**Список заданий:**
[1] Согласуются ли с текстом о Хайдеггере следующие утверждения? На каждое ответьте «да» или «нет» и дословно приведите слова текста, которые это решают. (a) Эпиграф «Бытия и времени» составлен из цитат, взятых из платоновского «Софиста». (b) Гегель определял бытие как «самое общее» понятие. (c) Томисты и сторонники Дунса Скота в итоге пришли к согласию о различии бытия и сущего.
[2] Продолжите текст о хайдеггеровской критике прежней онтологии, начав сразу после его последнего предложения.
── Текст для чтения
Таким образом, конституирование предметного мира фактически выступает как "земной аналог" Божественного акта творения. Соответственно онтология предметного мира занимает место прежней онтологии метафизических философских концепций.
В содержании первой большой работы Хайдеггера "Бытие и время" трудно не заметить явных следов этой многослойной и драматической истории европейской философской мысли. Это прежде всего многочисленные обращения к философской классике (начиная с эпиграфа, состоящего из длинных цитат, взятых из платоновского "Софиста", через "выяснение отношений" с декартовской интерпретацией мира и кончая критикой гегелевского понятия времени). Эти обращения к философскому наследию предстают как наиболее глубинный слой идейной связи содержания книги Хайдеггера с философским прошлым. Затем обращает на себя внимание стремление автора тщательно отграничить собственный подход к исследованию человека от установок антропологии, психологии и биологии – это конечно же форма диалога философа с непосредственным прошлым, когда именно эти

науки, противопоставив себя философии, стали претендовать на статус поставщиков подлинного, а не фиктивного знания о человеке. Наконец, как мы увидим, историческая связь существует и в позитивном плане – в той трактовке онтологии, которую Хайдеггер предлагает как собственную.
В самом деле, Хайдеггер начинает книгу с объемистого "Введения", которое представляет собой экспозицию вопроса о бытии. Здесь он подверг критике несколько "предрассудков", относящихся к теме бытия и, по его мнению, оставшихся в наследство от прежней философии. Эти "предрассудки" то есть предпосылки философского рассуждения – родились, по его мнению, еще в составе античной онтологии и касаются самого смысла категории Бытия. Первый из них – трактовка Бытия как "самого общего" понятия. Вспомним, что понятие в античной идеалистической онтологии предстает как основа и субстанция мироздания, а потому трактовка бытия как "самого общего понятия" означает признание его онтологического приоритета. Однако, утверждает Хайдеггер, коль скоро речь идет именно о "бытии", а не о "сущем", то его "всеобщность" нельзя считать определением некоего класса "сущего" в отношении других его классов. "Бытие" и "сущее" должны быть, так сказать, отнесены по разным ведомствам – ведь любое сущее обладает бытием, но разве не абсурд, если мы скажем, что само бытие обладает бытием?!
Хайдеггер напоминает, что вопрос о различии бытия и сущего живо обсуждали участники средневековых дискуссий по проблемам онтологии, которые вели томисты со сторонниками Дунса Скота, но они так и не достигли ясности в этом вопросе и не пришли к согласию. Продолжая эту тему, Гегель определял "бытие" как "неопределенное непосредственное", следуя в этом отношении Аристотелю, который противопоставлял "бытие" как единство многообразию "вещественных" категорий. Но ведь и здесь, подчеркивает Хайдеггер, различие "бытия" и "сущего" осознавалось достаточно очевидно.
────
── Раздел данных
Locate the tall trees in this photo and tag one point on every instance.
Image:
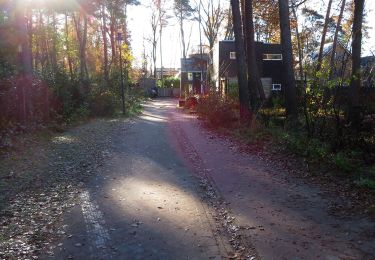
────
**Решённые задания:**
[1]
(a) Да: «начиная с эпиграфа, состоящего из длинных цитат, взятых из платоновского "Софиста"».
(b) Нет: «Гегель определял "бытие" как "неопределенное непосредственное"».
(c) Нет: «но они так и не достигли ясности в этом вопросе и не пришли к согласию».

[2]
Далее: "бытие" не поддается определению через род и видовое отличие, то есть так, как может быть определено всякое сущее. Нельзя определить бытие и "индуктивно" – посредством явного перечисления того, что содержат в себе "низшие" понятия, относящиеся к сущему. Отсюда, видимо, тоже следует, что "бытие" – это нечто иное, нежели "сущее". Но значит ли это, что "бытие" вообще нельзя определить? Отказ традиционных логических способов определения применительно к бытию, согласно Хайдегтеру, связан с тем, что традиционная логика, при всей ее "формальности", предполагает "содержательный", принимаемый непроблематизированно фундамент – античную

"объективистскую" онтологию [1]. Такая логика мешает "по природе своей" заметить, что философский анализ бытия – вовсе не то же самое, что научное исследование устройства, состава тех или иных регионов сущего – видимой Вселенной, нашей Галактики, солнечной планетной системы или человеческого тела, с последующей экстраполяцией результатов такого исследования на не открытые еще регионы сущего. А потому "темнота" проблемы "бытия" имеет иную "природу", чем та, которая связана со сложностью или разнообразием изучаемых объектов Вселенной.
В-третьих (на это следует обратить особое внимание!), "бытие" – это "само собой разумеющееся понятие" [2], тогда как понятие любого сущего предстает как итог процесса изучения этого сущего – будь то чувственные объекты или математические отношения (даже если оставить в стороне вопрос о неполноте или погрешимости такого знания и соответственно об изменении содержания таких понятий). Почему же понятие бытия обнаруживает такое специфическое "качество"? Да просто потому, что вопрос может стоять не о его содержании, а о его смысле! Это значит, что здесь мы незаметно покидаем почву онтологии в ее классическом, восходящем к античной метафизике понимании, и переходим в область синтаксиса.
1 Напомню, что об этом же писал, например, Кассирер; а у Маркса или Гегеля связь – "диалектическое тождество" – Логики и Онтологии очевидна, причем обе они "универсальны".
2 Sein und Zeit. S. 4.

Понятие бытия "само собой разумеется" в том смысле, что всякое суждение, выраженное предложением, обязательно включает "понятие" бытия как непременную, "формальную" связку; связка эта просто-напросто входит в структуру языка, представляющего собой не что иное, как самое мысль в ее наличной действительности. Речь идет не о существительном "бытие", которому в суждении (в предложении) приписывается тот или иной предикат, а об особом глаголе "быть", который в немецком языке непременно в явном виде входит в состав любого высказывания о чем угодно – таких, например, как Ich bin froh, или Himmel ist blau. Он, таким образом, обязательная структурная часть любого предложения, с любыми субъектом и предикатом.
Нам, русскоязычным, знакомясь с основаниями "фундаментальной онтологии" Хайдеггера, придется принять на время структуру немецкого языка как естественную структуру речи; в нашем родном русском такая связка если и существует, то неявно; во всяком случае, выражена она не столь очевидно. В самом деле, мы ведь не говорим "небо есть – как голубое" или "я есть – как веселый".

Приписывая не
кий предикат субъекту суждения, мы обходимся без глагола-связки, которая подчеркивала бы наличие как "бытийную" характеристику. В этом смысле синтаксис русского языка меньше "нагружен" онтологическими смысловыми предпосылками, чем синтаксис немецкого языка; можно сказать даже, что русский язык не столь "чреват метафизикой", как немецкий. Однако продолжим все же наши рассуждения, проникнувшись духовной атмосферой немецкого языка.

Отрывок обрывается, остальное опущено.